Instruction 1: Select every row below that contains the word "wall" and copy each of those rows in full.

Quoted text:
[Start]
Exhibit 10.44

 

FOXCONN PROPRIETARY &CONFIDENTIAL

 

AMENDMENT TWO

 

TO

 

SUPPLY AGREEMENT

 

BETWEEN THE UNDERSIGNED

 

AIRSPAN NETWORKS INC.
A Delaware corporation having its office at 777 Yamato Road Suite 310 Boca Raton
Florida 33431 USA

 

Hereinafter referred to as “Purchaser

 

 

AND

 

 

CLOUD NETWORK TECHNOLOGY SINGAPORE PTE. LTD.
A Singapore corporation having its registered office at 54 Genting Lane, #03-05 Ruby Land Complex,
Singapore 349562

 

Hereinafter referred to as “Foxconn

 

 

 

 

FOXCONN PROPRIETARY &CONFIDENTIAL

 

This Amendment Two to Supply Agreement (“Amendment Two”) is made and become effective as of February 21st, 2020 (the “Amendment Two Effective Date”) by and between Purchaser and Foxconn.

 

RECITALS

 

WHEREAS, Purchaser and Hon Hai Precision Ind. Co., Ltd. have entered into certain Supply Agreement effective as of April 1st, 2016;

 

WHEREAS, Purchaser and Foxconn have entered into certain Adoption Agreement effective as of August 1st, 2017, and as a result of this Adoption Agreement, Purchaser and Foxconn have established an independent supply agreement between Customer and Foxconn (as amended, “Supply Agreement”) with terms and conditions identical to Supply Agreement by Purchaser and Hon Hai Precision Ind. Co., Ltd.;

 

WHEREAS, Purchaser and CNT have entered into Amendment One to Supply Agreement on January 1st, 2018; and

 

NOW THEREFORE, Purchaser and Foxconn desire to amend certain terms and conditions of Supply Agreement.
[End]
Dataset entries:
[Start]
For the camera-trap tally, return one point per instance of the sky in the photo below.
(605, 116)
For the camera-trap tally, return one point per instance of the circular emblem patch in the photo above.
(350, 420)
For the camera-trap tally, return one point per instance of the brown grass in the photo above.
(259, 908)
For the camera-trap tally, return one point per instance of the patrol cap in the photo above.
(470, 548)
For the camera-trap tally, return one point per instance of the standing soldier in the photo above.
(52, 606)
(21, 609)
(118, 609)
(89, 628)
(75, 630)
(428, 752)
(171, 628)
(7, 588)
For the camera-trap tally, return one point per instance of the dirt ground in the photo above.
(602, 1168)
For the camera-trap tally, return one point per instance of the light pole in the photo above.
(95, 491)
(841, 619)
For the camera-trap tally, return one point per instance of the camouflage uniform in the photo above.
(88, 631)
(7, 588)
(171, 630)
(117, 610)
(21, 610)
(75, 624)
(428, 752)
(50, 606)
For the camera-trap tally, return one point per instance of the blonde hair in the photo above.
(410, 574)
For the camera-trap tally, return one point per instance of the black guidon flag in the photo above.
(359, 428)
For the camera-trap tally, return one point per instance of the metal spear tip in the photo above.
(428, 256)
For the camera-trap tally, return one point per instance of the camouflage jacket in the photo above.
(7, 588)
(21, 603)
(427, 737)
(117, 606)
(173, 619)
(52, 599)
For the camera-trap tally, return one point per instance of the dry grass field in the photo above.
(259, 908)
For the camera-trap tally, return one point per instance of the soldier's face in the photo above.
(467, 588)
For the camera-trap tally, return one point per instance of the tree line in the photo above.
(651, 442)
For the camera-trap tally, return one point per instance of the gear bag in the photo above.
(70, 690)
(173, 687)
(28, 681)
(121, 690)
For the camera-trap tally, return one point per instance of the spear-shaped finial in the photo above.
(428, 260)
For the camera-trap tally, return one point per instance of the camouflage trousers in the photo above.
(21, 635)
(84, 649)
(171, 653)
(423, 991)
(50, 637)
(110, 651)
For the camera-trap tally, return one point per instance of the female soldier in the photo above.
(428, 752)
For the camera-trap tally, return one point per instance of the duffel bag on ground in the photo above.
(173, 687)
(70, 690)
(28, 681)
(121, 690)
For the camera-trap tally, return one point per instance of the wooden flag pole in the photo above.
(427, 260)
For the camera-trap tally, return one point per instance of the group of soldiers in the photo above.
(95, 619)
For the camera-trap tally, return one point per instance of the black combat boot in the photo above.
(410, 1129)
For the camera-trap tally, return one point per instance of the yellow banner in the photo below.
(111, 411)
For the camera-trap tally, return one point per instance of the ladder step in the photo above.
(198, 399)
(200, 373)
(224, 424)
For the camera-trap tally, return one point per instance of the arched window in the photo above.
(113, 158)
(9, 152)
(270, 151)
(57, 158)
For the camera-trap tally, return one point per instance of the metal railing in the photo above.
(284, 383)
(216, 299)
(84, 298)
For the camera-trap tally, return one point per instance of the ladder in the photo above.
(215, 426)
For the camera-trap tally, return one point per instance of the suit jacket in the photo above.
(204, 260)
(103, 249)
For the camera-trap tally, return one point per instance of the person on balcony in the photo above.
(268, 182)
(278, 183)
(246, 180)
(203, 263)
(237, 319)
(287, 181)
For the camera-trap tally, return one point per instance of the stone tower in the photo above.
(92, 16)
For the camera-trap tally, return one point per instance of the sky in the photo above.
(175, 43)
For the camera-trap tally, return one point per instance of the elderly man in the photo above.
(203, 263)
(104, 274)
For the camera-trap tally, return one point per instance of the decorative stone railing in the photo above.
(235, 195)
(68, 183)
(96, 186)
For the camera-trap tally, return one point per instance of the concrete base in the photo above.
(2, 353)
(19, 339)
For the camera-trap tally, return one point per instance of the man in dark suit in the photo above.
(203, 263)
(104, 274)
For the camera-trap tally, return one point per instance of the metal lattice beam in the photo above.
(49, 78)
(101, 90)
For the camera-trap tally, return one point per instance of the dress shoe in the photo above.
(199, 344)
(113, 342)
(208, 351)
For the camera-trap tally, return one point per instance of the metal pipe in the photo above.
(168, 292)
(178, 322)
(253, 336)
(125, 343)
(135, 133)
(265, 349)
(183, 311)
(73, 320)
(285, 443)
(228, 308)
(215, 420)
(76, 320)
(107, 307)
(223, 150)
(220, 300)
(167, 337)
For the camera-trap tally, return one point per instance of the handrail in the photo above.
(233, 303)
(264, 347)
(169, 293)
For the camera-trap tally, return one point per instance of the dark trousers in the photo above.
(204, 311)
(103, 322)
[End]
[Start]
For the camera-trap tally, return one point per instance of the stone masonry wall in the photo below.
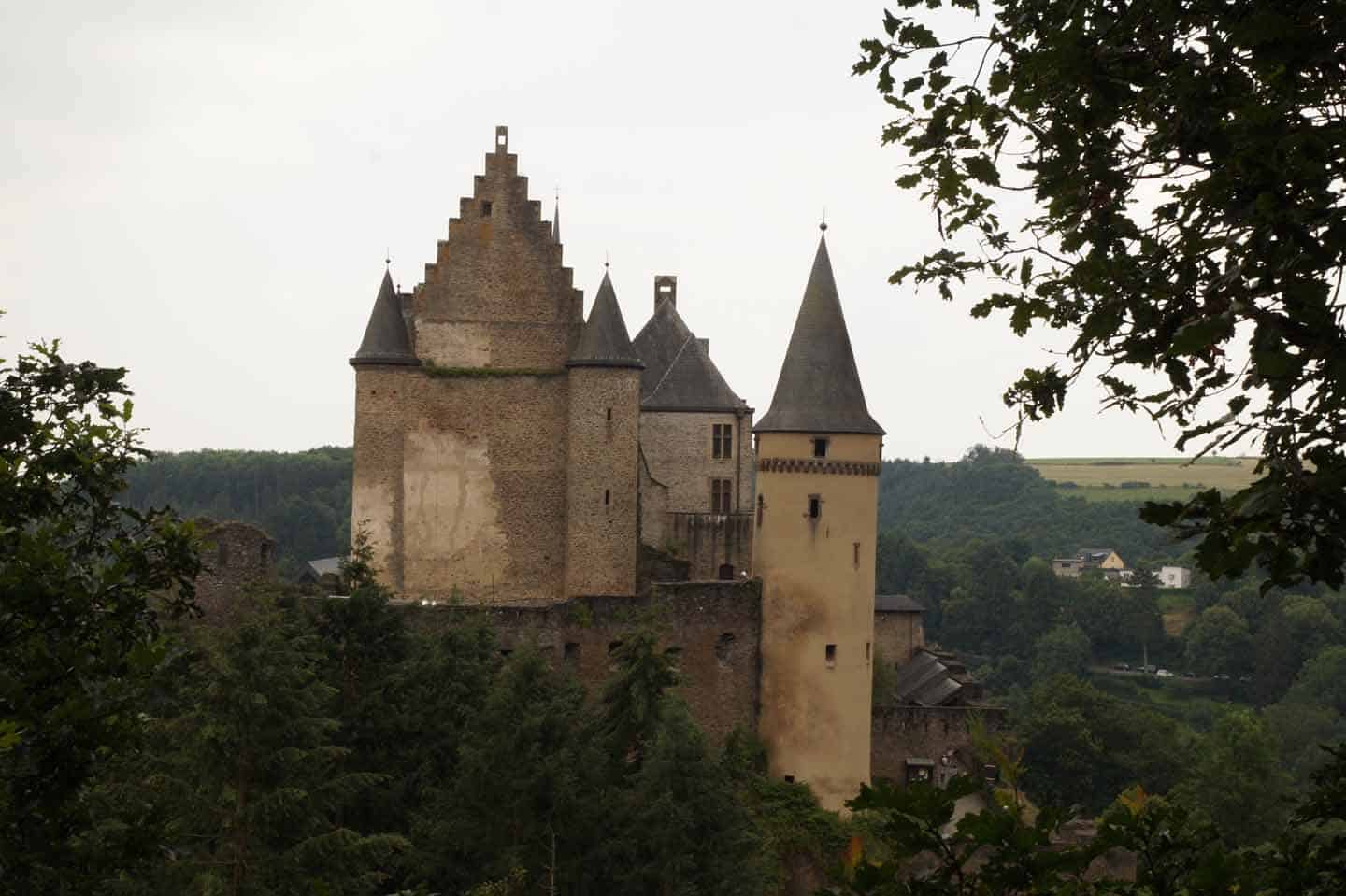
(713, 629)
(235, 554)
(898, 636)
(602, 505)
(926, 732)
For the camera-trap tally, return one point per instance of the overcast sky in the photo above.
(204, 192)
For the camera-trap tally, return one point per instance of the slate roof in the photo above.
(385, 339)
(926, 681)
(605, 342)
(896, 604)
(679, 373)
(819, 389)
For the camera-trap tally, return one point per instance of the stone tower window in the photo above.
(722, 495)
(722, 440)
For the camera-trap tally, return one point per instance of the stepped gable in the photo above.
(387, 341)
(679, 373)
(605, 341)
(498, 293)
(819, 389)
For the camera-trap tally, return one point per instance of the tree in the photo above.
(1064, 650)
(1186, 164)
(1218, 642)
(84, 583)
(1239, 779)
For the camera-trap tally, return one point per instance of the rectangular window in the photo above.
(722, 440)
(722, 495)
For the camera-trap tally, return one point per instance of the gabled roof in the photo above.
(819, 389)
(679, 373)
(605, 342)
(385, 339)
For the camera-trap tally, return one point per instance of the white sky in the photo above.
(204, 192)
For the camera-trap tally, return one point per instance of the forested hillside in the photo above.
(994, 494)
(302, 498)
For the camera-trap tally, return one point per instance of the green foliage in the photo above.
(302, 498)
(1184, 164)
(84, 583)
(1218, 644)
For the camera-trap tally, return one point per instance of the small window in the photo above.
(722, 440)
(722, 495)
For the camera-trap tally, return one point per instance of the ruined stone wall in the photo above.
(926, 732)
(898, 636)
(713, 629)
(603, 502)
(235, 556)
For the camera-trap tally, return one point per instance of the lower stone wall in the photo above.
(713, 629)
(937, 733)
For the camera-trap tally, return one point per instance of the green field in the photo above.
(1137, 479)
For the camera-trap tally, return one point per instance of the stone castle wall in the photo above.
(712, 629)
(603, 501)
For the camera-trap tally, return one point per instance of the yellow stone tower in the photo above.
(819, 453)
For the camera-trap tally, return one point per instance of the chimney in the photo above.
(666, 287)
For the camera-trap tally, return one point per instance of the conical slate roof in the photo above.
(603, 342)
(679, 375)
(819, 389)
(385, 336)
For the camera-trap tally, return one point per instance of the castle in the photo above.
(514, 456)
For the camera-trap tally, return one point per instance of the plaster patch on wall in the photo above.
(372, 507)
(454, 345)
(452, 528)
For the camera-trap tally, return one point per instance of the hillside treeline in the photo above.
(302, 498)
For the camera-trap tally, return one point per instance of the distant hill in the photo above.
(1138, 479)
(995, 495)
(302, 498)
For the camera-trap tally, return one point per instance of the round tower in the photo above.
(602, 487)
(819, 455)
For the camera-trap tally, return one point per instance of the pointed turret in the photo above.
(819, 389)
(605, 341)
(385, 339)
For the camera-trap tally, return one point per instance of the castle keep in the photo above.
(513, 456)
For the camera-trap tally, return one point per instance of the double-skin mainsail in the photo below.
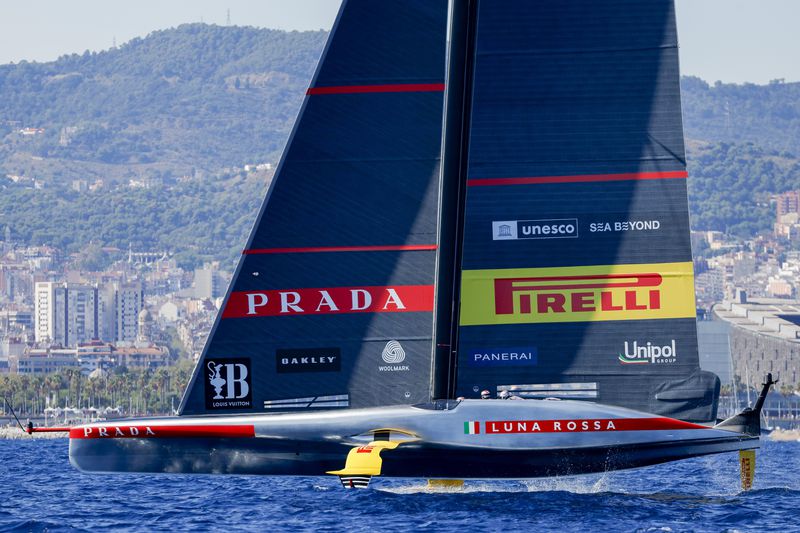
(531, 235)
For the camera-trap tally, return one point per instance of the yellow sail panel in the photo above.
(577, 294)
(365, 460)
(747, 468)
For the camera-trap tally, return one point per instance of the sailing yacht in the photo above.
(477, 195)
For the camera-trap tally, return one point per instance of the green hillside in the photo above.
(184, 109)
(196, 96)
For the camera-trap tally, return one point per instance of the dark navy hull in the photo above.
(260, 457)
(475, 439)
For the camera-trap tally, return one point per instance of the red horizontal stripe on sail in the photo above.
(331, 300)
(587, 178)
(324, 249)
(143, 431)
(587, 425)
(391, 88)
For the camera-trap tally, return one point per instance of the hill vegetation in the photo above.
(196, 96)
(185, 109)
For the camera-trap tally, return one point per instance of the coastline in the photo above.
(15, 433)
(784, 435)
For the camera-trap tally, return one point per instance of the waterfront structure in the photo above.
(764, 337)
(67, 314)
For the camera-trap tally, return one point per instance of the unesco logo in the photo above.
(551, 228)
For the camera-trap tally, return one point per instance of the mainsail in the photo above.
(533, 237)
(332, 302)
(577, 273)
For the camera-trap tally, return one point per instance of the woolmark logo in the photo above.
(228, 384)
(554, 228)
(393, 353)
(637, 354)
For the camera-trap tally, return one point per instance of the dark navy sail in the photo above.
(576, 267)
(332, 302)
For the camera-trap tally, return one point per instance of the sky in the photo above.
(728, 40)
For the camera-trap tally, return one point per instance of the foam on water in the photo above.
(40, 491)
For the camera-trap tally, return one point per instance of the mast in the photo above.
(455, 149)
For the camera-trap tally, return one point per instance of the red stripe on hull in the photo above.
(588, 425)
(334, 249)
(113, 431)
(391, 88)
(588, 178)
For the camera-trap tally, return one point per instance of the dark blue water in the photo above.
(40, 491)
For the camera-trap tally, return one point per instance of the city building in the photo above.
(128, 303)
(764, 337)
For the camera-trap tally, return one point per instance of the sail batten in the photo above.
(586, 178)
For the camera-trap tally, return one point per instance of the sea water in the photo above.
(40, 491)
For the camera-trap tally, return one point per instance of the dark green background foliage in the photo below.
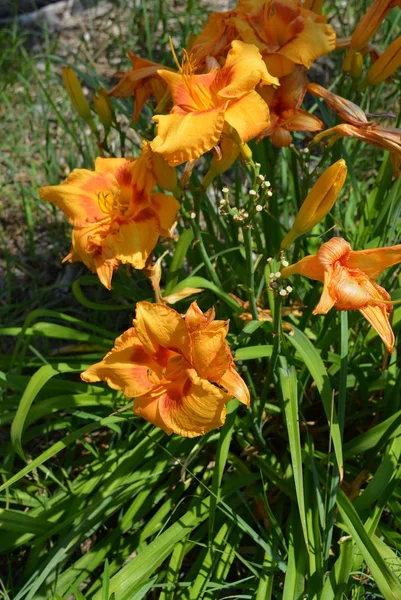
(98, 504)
[End]
Instruction 2: From the amendment above, return everything from "This Amendment Two" down to "Purchaser and Foxconn.", copied word for word.

Written response 1:
For the camera-trap tally, return one point per instance of the stone masonry wall in the photo below.
For the camera-trap tally, return one point per instance of the ruined stone wall in the photo above.
For the camera-trap tally, return one point per instance of the lower stone wall in the photo above.
For the camera-trap tally, return one point per instance of the stone castle wall in the photo above.
For the camera-trap tally, return one point per instance of the plaster patch on wall in the photo above.

Written response 2:
This Amendment Two to Supply Agreement (“Amendment Two”) is made and become effective as of February 21st, 2020 (the “Amendment Two Effective Date”) by and between Purchaser and Foxconn.